Every entry below needs to be printed again exactly, with its pictures left out.

(Data in this exercise begins)

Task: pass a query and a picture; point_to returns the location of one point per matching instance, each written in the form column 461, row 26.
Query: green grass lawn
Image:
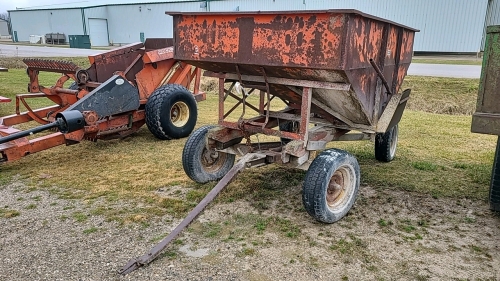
column 476, row 61
column 437, row 155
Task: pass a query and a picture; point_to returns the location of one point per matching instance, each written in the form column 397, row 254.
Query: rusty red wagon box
column 337, row 76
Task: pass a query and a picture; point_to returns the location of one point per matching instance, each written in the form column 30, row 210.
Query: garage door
column 98, row 32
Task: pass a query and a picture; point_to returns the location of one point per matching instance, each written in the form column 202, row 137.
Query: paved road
column 445, row 70
column 420, row 69
column 40, row 51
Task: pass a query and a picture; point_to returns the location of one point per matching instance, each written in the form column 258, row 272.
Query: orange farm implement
column 121, row 90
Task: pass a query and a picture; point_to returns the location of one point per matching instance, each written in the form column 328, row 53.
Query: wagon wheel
column 386, row 144
column 201, row 164
column 331, row 185
column 171, row 112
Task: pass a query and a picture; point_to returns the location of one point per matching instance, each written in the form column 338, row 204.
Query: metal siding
column 492, row 18
column 445, row 25
column 41, row 22
column 127, row 22
column 4, row 28
column 98, row 30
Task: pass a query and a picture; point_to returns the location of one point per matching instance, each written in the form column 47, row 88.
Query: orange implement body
column 144, row 68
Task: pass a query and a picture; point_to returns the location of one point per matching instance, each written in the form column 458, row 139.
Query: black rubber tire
column 290, row 126
column 331, row 166
column 386, row 144
column 159, row 107
column 494, row 195
column 194, row 159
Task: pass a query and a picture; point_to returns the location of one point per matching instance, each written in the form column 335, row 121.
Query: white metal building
column 455, row 26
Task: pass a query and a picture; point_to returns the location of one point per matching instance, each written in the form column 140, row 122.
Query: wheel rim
column 179, row 114
column 212, row 161
column 394, row 141
column 340, row 188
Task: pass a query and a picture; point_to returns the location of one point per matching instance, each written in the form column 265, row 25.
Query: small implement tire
column 171, row 112
column 203, row 165
column 386, row 144
column 331, row 185
column 494, row 195
column 290, row 126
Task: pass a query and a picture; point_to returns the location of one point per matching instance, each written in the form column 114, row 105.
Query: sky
column 13, row 4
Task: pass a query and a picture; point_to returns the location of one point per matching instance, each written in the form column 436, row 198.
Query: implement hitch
column 245, row 162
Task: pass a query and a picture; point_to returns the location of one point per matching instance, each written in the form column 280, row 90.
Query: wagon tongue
column 246, row 161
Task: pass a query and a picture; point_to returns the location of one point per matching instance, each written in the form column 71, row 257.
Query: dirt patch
column 388, row 235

(Data in this exercise ends)

## Answer for this exercise
Task: pass a query and a picture; point_to returns the location of one point per matching instance, each written in the form column 461, row 26.
Query: green grass lawn
Image:
column 476, row 61
column 437, row 155
Task: pass a query and a picture; point_to returns the location of one point per matching instance, each written in the form column 397, row 254.
Query: rusty red wagon box
column 337, row 76
Task: pass a query and a picture; point_to returns the location of one point per matching instance, each written in the form column 30, row 210.
Query: garage door
column 98, row 32
Task: pass a query and a picture; point_to returns the location of one point per matching instance, each written in the form column 202, row 137.
Query: paved road
column 445, row 70
column 420, row 69
column 40, row 51
Task: pass a query and a picture; point_to returns the location of one point per matching instance, each written in the form column 258, row 272.
Query: orange farm implement
column 121, row 90
Task: pass a query and a picture; point_to returns the location of one point per matching instance, each written in the form column 328, row 53.
Query: wagon wheel
column 386, row 144
column 201, row 164
column 331, row 185
column 171, row 112
Task: pass a query and a picture; point_to returns the location of one point per matching instance, each written in the form column 338, row 204.
Query: metal siding
column 492, row 18
column 445, row 25
column 41, row 22
column 127, row 22
column 4, row 28
column 98, row 30
Task: pass a query and a picture; point_to returns the location of one point per matching instance, each written in the form column 47, row 88.
Query: orange implement body
column 144, row 68
Task: pass a query and a picture; point_to returns the location of one point per matching instance, each written in the form column 458, row 139.
Query: black rubber tire
column 290, row 126
column 331, row 166
column 386, row 144
column 159, row 107
column 494, row 195
column 194, row 159
Task: pass a query and a picture; point_to returns the location of one point per matching instance, each written in the form column 335, row 121.
Query: white metal building
column 455, row 26
Task: pass a query and a picture; point_to returns the location of one point per matching instance, each written in the form column 140, row 122.
Query: wheel rim
column 179, row 114
column 212, row 161
column 394, row 141
column 340, row 188
Task: pass a query and a picture; point_to returns the location of one point per matching instance, each written in the form column 265, row 25.
Query: small implement tire
column 171, row 112
column 203, row 165
column 386, row 144
column 331, row 185
column 494, row 195
column 290, row 126
Task: pass a query and a picture; point_to returns the location of one point per matching instance, each written in the form column 114, row 105.
Query: sky
column 13, row 4
Task: pass a query and a picture; point_to returns the location of one point per matching instance, each written in the form column 436, row 198.
Query: implement hitch
column 245, row 162
Task: pass a query and a picture; point_to returns the location of one point per matching instance, each written in the form column 280, row 90.
Query: wagon tongue
column 246, row 161
Task: pass a query and a picture; point_to returns the location of one point per matching instance, each written in the form column 71, row 257.
Query: dirt patch
column 388, row 235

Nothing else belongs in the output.